Excerpt to read:

Maid starvation case

'Employers watched my every move'

She tells court that employers did not let her speak to anyone and kept her salary

Madam Thelma Oyasan Gawidan (far left), whose weight dropped from 49kg to 29kg in 15 months, said she had no way of buying food as her employers (left), trader Lim Choon Hong and his wife Chong Sui Foon, kept her salary from her, claiming they were s
Madam Thelma Oyasan Gawidan (left), whose weight dropped from 49kg to 29kg in 15 months, said she had no way of buying food as her employers (right), trader Lim Choon Hong and his wife Chong Sui Foon, kept her salary from her, claiming they were saving it for her. Madam Gawidan also said she was not allowed to go out on her own, nor get any days off. ST PHOTOS: WONG KWAI CHOW

A couple on trial for starving their Filipino domestic helper allegedly observed her every move and did not let her speak to anyone.

While they lived in a condominium in the upscale Cuscaden area, she was fed a daily diet of instant noodles and plain bread.

Testifying on the second day of the trial yesterday, Madam Thelma Oyasan Gawidan, 40, whose weight dropped from 49kg to 29kg in 15 months, said she had no way of buying food as her employers, trader Lim Choon Hong and his wife Chong Sui Foon, both 47, kept her salary from her, claiming they were saving it for her.

Nor could she call anyone as they had her mobile phone. She was not allowed to go out on her own, nor get any days off while she was employed from January 2013 to April last year.

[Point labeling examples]
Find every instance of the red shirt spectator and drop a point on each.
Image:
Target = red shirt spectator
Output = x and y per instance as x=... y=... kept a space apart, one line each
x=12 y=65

Request 1:
In the maid starvation article, what food did the domestic helper receive each day?
Request 2:
Carry on the maid starvation article from its final sentence.

Right answer 1:
She was fed a daily diet of instant noodles and plain bread.

Right answer 2:
For failing to provide Madam Gawidan with adequate food, Lim faces one charge of contravening the Employment of Foreign Manpower (Work Passes) Regulations 2012, and Chong, of abetting him.

Asked why she did not tell anyone about her alleged maltreatment, Madam Gawidan said: "I was scared of them. They were always guarding me in the house, every movement I make in the house. They were always watching me."

When she asked to speak with her maid agency, they said they would pass on any message she had.

Once, she tried to gesture to an Indonesian helper at an apartment opposite, but Chong scolded her, saying she was not allowed to communicate with anyone.

Madam Gawidan said others noticed her plight. Shortly before she ran away, an embassy employee called Lim and asked to speak with her, as she had not called her family or sent any money back to her husband and three children, aged 17, 15 and 11. The employee advised her to take a taxi to the embassy.

On another occasion, a Filipino domestic worker, noticing her at the market, asked why she was so thin. Another time, when she was in Hong Kong with Chong and her daughter, a Filipino helper said: "Your employer is not treating you well, you have to report them."

On that family trip, Madam Gawidan said, her bosses took along instant noodles and bread for her while they ate at restaurants.

In April last year, she finally made her escape. She said: "They made me clean around the elevator area, and this time they didn't follow me, so I pressed the elevator button down and went inside."

She fled to Far East Shopping Centre, where she borrowed a phone and called someone she knew. Her friend took her to a shelter run by the Humanitarian Organisation for Migration Economics.

In her cross-examination by defence lawyer Tan Hee Liang, Madam Gawidan admitted that she was not assaulted by her employers.

She also agreed that on an overseas trip, Lim once took her to eat at a McDonald's outlet and have coffee at Starbucks. But she denied his assertion that she also ate at a Crystal Jade restaurant with him.

She also agreed that she ate chicken rice on that trip, "but that was because my supply of Maggi mee was finished", she said.

When Mr Tan pointed out that her employers said they had also taken her along to a barbecue party in 2013, Madam Gawidan said she could not recollect the incident.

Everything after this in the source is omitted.